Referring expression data
━━━━━━━━━━━━━━━━━━━━━━━━━━━━━━
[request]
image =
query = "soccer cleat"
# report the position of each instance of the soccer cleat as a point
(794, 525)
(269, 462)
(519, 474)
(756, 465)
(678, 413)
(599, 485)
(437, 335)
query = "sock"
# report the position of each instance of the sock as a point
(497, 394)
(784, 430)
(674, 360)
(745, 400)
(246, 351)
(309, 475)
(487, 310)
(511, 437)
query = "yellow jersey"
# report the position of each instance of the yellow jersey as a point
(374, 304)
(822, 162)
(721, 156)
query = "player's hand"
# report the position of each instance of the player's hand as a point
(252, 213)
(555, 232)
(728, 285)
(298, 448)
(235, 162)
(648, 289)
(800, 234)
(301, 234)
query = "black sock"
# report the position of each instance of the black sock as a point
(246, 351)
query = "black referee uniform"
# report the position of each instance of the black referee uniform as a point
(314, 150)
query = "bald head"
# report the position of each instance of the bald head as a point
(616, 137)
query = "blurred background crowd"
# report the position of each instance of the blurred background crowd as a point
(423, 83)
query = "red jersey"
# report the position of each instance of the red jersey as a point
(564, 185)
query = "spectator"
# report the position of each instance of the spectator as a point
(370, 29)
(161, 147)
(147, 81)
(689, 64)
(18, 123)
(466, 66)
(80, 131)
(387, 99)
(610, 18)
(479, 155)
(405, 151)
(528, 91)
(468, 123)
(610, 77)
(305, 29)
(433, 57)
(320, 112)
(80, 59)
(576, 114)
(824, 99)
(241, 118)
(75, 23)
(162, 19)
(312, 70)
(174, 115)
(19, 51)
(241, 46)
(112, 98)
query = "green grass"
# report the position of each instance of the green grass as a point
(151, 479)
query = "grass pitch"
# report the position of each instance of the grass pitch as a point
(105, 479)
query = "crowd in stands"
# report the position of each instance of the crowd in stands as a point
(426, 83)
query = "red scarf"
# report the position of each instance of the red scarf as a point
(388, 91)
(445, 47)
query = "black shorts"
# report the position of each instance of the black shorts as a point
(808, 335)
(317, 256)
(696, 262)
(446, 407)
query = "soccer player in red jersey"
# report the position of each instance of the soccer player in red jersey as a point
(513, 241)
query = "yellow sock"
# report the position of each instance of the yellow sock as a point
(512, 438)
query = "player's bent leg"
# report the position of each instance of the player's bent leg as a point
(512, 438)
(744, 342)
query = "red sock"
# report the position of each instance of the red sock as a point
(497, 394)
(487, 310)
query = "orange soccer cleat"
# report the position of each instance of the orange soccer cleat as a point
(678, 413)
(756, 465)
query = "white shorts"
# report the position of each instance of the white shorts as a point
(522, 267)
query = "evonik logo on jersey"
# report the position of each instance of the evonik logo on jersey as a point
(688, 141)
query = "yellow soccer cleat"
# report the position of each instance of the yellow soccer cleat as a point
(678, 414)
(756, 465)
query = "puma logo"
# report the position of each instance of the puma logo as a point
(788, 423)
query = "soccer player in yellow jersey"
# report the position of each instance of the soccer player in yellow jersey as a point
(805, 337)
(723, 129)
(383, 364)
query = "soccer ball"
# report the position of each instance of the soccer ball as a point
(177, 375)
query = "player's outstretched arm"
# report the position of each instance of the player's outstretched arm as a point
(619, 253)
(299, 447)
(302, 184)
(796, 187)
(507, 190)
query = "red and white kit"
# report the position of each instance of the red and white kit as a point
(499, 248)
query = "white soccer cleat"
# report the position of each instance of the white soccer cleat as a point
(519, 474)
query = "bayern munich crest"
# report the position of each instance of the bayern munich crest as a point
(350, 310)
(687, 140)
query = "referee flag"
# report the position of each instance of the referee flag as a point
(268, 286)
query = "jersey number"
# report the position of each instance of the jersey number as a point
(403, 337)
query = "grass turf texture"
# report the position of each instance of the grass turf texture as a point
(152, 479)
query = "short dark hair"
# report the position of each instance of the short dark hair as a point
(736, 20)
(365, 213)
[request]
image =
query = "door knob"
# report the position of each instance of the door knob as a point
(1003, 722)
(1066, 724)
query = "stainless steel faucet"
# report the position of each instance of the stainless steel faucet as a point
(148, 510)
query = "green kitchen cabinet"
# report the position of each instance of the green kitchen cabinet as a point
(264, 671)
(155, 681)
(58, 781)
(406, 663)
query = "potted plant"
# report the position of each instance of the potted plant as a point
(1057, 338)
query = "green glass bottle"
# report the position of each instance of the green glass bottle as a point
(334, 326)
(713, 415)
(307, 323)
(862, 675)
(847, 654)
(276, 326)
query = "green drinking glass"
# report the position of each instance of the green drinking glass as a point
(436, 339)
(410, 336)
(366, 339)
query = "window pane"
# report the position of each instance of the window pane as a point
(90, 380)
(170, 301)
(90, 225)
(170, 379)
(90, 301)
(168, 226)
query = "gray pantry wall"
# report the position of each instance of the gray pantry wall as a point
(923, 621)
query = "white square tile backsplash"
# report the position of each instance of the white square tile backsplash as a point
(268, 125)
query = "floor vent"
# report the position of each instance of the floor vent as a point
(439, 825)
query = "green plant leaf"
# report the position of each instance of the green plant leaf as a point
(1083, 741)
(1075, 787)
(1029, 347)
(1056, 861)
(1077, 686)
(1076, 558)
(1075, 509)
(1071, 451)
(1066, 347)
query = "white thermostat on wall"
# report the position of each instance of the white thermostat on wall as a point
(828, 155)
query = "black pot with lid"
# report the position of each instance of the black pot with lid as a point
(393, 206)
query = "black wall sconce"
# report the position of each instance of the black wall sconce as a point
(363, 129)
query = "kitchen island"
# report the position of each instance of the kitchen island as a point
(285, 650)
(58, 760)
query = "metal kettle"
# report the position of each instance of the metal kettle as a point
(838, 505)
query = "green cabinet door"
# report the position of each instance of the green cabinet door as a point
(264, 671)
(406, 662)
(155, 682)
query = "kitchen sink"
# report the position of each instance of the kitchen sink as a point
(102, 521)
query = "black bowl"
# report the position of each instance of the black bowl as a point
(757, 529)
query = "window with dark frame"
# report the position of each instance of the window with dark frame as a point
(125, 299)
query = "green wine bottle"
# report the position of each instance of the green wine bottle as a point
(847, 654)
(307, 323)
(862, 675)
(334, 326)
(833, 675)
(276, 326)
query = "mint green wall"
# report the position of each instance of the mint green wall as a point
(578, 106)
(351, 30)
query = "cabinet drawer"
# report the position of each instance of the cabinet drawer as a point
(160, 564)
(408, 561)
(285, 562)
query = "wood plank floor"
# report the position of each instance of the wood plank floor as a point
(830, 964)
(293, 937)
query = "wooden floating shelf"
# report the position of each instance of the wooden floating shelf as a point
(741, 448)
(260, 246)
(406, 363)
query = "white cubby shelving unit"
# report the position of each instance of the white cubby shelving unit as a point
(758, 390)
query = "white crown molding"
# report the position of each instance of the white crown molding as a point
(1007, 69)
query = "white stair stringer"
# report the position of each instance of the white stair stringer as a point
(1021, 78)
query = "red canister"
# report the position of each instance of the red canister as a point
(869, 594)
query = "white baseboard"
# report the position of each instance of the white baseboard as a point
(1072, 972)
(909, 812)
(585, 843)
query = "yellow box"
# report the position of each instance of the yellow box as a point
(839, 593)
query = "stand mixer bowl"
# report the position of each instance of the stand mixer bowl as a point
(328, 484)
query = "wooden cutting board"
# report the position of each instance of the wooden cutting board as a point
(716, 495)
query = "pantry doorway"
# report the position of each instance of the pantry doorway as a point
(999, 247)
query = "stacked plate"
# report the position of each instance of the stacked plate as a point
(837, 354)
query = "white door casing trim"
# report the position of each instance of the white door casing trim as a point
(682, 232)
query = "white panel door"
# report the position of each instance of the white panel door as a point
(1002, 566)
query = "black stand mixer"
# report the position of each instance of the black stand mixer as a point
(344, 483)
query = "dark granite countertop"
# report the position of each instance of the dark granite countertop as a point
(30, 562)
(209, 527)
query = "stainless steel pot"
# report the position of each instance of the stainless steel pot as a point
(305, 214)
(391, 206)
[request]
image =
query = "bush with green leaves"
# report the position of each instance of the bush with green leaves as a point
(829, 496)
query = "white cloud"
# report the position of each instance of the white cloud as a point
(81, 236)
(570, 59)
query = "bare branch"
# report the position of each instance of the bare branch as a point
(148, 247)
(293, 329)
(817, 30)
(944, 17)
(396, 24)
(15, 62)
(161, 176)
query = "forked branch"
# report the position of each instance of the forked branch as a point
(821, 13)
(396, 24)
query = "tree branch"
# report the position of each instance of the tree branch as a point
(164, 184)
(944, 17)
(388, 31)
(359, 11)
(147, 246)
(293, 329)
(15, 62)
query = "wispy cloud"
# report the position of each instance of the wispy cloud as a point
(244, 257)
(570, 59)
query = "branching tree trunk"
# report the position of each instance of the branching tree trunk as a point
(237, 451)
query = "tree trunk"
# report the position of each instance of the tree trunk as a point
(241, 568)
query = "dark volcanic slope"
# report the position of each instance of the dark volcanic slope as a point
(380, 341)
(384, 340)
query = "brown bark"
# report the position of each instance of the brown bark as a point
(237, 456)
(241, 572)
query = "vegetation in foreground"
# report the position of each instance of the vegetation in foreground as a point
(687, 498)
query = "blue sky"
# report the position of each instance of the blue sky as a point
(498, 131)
━━━━━━━━━━━━━━━━━━━━━━━━━━━━━━
▸ **What this task involves**: Write out, word for word, the line containing "# report the position of each instance of the dark volcanic" and all the lines after it in the entries above, and nothing more.

▸ **Response**:
# report the position of each instance of the dark volcanic slope as a point
(380, 341)
(384, 340)
query = "brown bark"
# report the position of each instance of the brown bark as a point
(237, 456)
(241, 572)
query = "vegetation in foreground"
# report the position of each instance of the vegetation in foreground as a point
(687, 498)
query = "blue sky"
# report the position of each instance of the blue sky as a point
(498, 131)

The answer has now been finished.